*Records shown*.
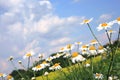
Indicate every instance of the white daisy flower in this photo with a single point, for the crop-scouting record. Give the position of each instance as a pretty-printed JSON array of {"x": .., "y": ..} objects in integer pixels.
[
  {"x": 37, "y": 68},
  {"x": 2, "y": 75},
  {"x": 104, "y": 26},
  {"x": 9, "y": 77},
  {"x": 46, "y": 73},
  {"x": 98, "y": 76},
  {"x": 56, "y": 66},
  {"x": 28, "y": 54},
  {"x": 86, "y": 21},
  {"x": 76, "y": 57},
  {"x": 92, "y": 50}
]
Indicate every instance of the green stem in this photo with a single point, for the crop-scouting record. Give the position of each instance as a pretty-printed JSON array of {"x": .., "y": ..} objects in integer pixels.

*Work task*. Print all the entries exactly as they appear, without the pictures.

*Solution for this exercise*.
Indicate every instance of the white daisy flower in this photo with a single point, for the crop-scouting record. Give the position of each instance as a pretty-printed JSON array of {"x": .., "y": ..} objects in integer pixels.
[
  {"x": 37, "y": 68},
  {"x": 2, "y": 75},
  {"x": 104, "y": 26},
  {"x": 9, "y": 77},
  {"x": 46, "y": 73},
  {"x": 98, "y": 76},
  {"x": 56, "y": 66},
  {"x": 28, "y": 54},
  {"x": 86, "y": 21},
  {"x": 76, "y": 57},
  {"x": 92, "y": 50}
]
Indicate every instance of the green stem in this photo with a single point, for the crop-scouting record. Give the position of each instance as a pretty-printed JSON array of {"x": .., "y": ..} objects in integer pixels.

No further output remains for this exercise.